### WORK TO COMPLETE
1. Answer these questions using the worked solution below.
(a) What substitution does the solution introduce to make the equation easier to solve?
(b) By what expression is the equation multiplied throughout?
(c) What values does the solution assign to a, b, and c?
2. Reproduce the part of the worked solution below starting with "We are asked" and going on through "(1) to simplify it.".

### SELECTED PASSAGE
# # # # #

Question

How do you solve ${4^x} + 6({4^{ - x}}) = 5$?

Answer 1

Hint: In this question, we need to solve the given equation to find the value of the unknown variable x. We will convert the given equation to a quadratic equation to simplify it. Firstly, we will multiply the given equation by ${4^x}$ and obtain a quadratic equation. To make the process easier, we take $t = {4^x}$ and obtain the roots using the quadratic formula. After that we substitute $t = {4^x}$ and obtain the value for ${4^x}$. We then simplify it and obtain the value for the variable x.

Complete step by step solution:
Given the equation of the form ${4^x} + 6({4^{ - x}}) = 5$ …… (1)
We are asked to solve the above equation. i.e. to find the value for the variable x.
Firstly, we make rearrangements in the expression given in the equation (1) to simplify it.
In the expression above, we rewrite ${4^{ - x}} = \dfrac{1}{{{4^x}}}$.
Hence equation (1) can be written as,
$ \Rightarrow {4^x} + 6 \cdot \dfrac{1}{{{4^x}}} = 5$
Now multiplying throughout by ${4^x}$ we get,
$ \Rightarrow {4^x} \cdot {4^x} + 6 \cdot \dfrac{1}{{{4^x}}} \cdot {4^x} = 5 \cdot {4^x}$
$ \Rightarrow {4^{2x}} + 6 = 5 \cdot {4^x}$
Transferring all the terms to the L.H.S. we get,
$ \Rightarrow {4^{2x}} - 5 \cdot {4^x} + 6 = 0$
This can also be written as,
$ \Rightarrow {({4^x})^2} - 5 \cdot {4^x} + 6 = 0$
Now we take $t = {4^x}$. So that it will be easier to solve. Hence we have,
$ \Rightarrow {t^2} - 5t + 6 = 0$ …… (2)
Note that the above equation is a quadratic equation.
If $a{x^2} + bx + c = 0$ is a quadratic equation, then we find the roots using quadratic formula given by $x = \dfrac{{ - b \pm \sqrt {{b^2} - 4ac} }}{{2a}}$
Note that here $a = 1$, $b = - 5$ and $c = 6$.

# # # # #

(Image object location entries)
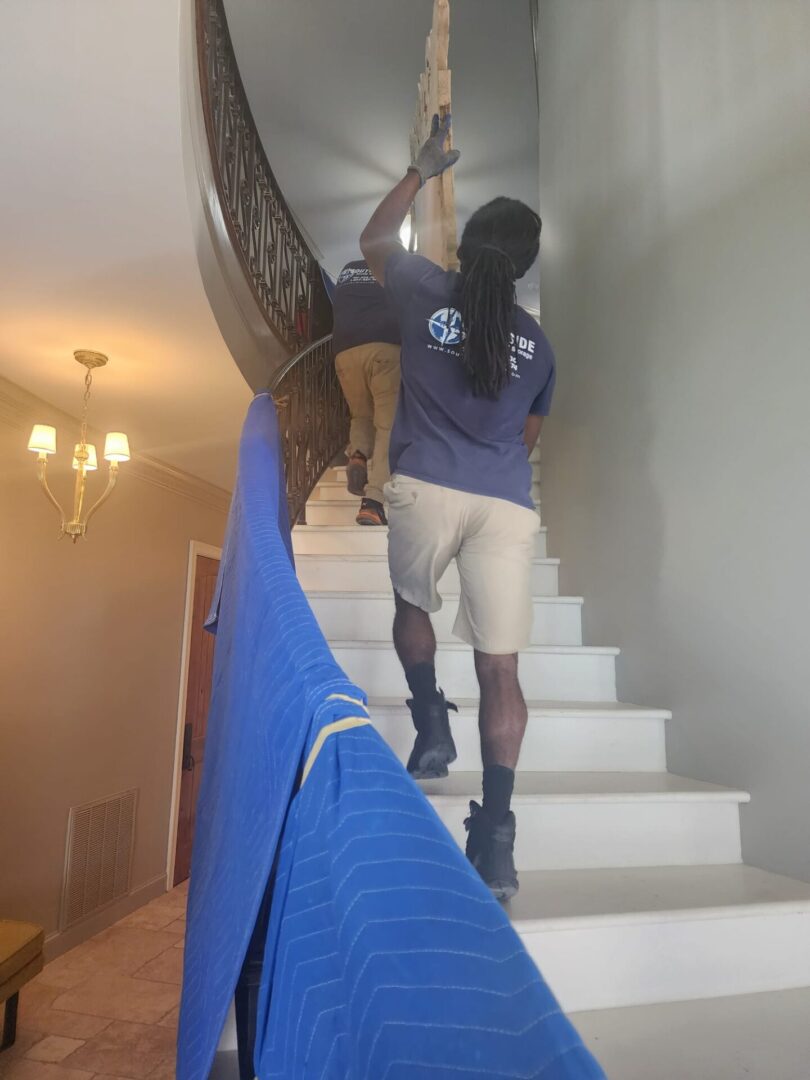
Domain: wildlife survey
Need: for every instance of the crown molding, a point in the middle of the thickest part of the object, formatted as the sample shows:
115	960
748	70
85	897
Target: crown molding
18	407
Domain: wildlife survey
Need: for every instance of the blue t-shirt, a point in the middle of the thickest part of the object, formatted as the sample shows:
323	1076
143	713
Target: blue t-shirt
362	311
442	432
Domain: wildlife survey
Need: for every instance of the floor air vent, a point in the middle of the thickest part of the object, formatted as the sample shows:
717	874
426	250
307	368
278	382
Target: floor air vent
98	855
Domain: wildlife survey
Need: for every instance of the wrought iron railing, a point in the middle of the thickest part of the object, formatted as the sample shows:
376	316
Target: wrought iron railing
279	265
313	420
282	270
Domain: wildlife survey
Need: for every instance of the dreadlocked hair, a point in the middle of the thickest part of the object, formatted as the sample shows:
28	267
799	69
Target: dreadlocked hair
498	245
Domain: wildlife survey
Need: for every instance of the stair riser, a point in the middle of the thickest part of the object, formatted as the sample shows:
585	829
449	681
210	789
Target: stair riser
551	744
338	475
592	834
369	618
319	574
337	513
339	493
360	541
642	963
551	677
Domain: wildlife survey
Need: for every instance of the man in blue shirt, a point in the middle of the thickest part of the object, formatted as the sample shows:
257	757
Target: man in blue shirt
366	342
477	377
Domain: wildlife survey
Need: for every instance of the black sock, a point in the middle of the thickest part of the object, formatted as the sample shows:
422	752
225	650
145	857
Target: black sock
421	678
498	785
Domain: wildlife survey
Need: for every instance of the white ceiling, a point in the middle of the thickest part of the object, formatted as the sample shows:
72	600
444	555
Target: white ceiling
96	248
332	84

# # # # #

### REPLIES
1.
(a) t = 4^x
(b) 4^x
(c) a = 1, b = −5, c = 6

2.
We are asked to solve the above equation. i.e. to find the value for the variable x.
Firstly, we make rearrangements in the expression given in the equation (1) to simplify it.